» Article:
——

À l’avènement de Louis XVI, Bertin conserve son ministère. Le roi ayant choisi Vergennes, alors ambassadeur à Stockholm, pour le secrétariat d’État des Affaires étrangères, Bertin est chargé d’en assurer l’intérim jusqu’à l’arrivée du nouveau ministre. Il n’est cependant pas question de retrouver auprès du nouveau roi l’amitié que lui témoignait Louis XV. La défiance de Necker, nommé à la tête des finances en 1776, à l’égard du « petit ministère » et la découverte, en 1778, de malversations commises à la manufacture de Sèvres, relevant de son autorité, conduisent, en mai 1780, à la démission de Bertin, dont le secrétariat d’État sera quelques mois plus tard supprimé.

——

» Entrées affichées:
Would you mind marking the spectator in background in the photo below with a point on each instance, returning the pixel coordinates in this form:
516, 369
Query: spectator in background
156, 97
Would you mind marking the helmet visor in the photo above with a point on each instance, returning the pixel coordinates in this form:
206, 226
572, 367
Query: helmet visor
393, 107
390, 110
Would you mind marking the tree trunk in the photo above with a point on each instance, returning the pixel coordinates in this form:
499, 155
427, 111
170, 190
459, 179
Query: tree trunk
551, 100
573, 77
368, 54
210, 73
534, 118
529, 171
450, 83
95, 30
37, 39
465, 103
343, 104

——

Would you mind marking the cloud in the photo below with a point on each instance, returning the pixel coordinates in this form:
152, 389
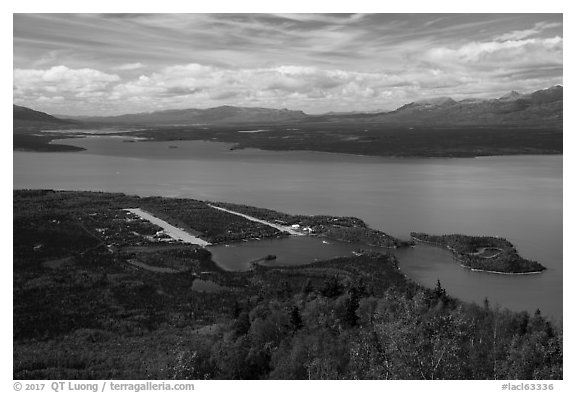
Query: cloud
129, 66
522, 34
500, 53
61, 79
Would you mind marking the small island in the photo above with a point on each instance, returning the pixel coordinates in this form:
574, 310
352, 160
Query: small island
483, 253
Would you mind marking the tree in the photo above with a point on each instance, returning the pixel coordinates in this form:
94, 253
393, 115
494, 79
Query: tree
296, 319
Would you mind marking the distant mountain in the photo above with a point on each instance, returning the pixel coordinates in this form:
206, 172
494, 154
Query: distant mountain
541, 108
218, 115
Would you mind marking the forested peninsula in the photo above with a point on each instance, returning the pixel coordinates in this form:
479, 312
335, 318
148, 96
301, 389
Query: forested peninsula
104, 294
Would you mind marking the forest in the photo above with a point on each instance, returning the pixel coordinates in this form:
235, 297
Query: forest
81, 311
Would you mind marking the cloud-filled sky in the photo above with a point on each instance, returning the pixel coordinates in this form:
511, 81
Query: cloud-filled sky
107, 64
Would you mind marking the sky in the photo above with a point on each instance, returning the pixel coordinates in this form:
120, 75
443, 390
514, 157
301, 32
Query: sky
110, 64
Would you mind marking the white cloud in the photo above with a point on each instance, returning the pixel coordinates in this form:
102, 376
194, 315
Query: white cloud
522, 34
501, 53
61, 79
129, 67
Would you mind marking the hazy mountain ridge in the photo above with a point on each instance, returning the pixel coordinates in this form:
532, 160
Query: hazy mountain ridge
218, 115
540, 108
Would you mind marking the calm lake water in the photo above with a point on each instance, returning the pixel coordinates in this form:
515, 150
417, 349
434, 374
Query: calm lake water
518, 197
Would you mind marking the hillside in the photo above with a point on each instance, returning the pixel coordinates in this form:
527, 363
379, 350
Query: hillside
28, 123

——

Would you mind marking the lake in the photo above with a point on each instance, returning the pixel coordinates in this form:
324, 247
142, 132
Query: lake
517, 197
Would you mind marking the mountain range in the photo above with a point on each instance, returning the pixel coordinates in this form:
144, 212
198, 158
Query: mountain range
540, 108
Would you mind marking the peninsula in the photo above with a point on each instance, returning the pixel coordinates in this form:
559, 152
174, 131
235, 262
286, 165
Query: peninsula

——

» Défi 1:
Reproduisez mot pour mot le passage de l'article sur Bertin qui s'ouvre sur les mots contenant « À l’avènement de » et se termine par « plus tard supprimé. ».
» Défi 2:
Reprenez l'article sur le ministre Bertin après sa dernière phrase et poursuivez-en le récit.

» Résultat final 1:
À l’avènement de Louis XVI, Bertin conserve son ministère. Le roi ayant choisi Vergennes, alors ambassadeur à Stockholm, pour le secrétariat d’État des Affaires étrangères, Bertin est chargé d’en assurer l’intérim jusqu’à l’arrivée du nouveau ministre. Il n’est cependant pas question de retrouver auprès du nouveau roi l’amitié que lui témoignait Louis XV. La défiance de Necker, nommé à la tête des finances en 1776, à l’égard du « petit ministère » et la découverte, en 1778, de malversations commises à la manufacture de Sèvres, relevant de son autorité, conduisent, en mai 1780, à la démission de Bertin, dont le secrétariat d’État sera quelques mois plus tard supprimé.

» Résultat final 2:
Ayant renoncé, en février 1781, à sa charge de grand trésorier des ordres du roi, Bertin conserve en revanche, sans relâche, la responsabilité de la correspondance littéraire et scientifique avec la Chine. En avril 1781, il s’installe à demeure à Chatou, où il avait confié à Soufflot (1713-1780) la construction d’un nouveau château. Resté célibataire, il est accompagné d’un frère, l’abbé de Bertin, et d’une sœur, Mlle de Creyssac.

Alerté par les désordres de l’été 1789, l’ancien secrétaire d’État quitte la France, probablement à l’été 1791 (Silvestre de Sacy J., 1970, p. 154) et séjourne à Aix-la-Chapelle, faisant procéder, à distance, à la liquidation de ses propriétés. Habitué des eaux de Spa, il y meurt le 16 septembre 1792.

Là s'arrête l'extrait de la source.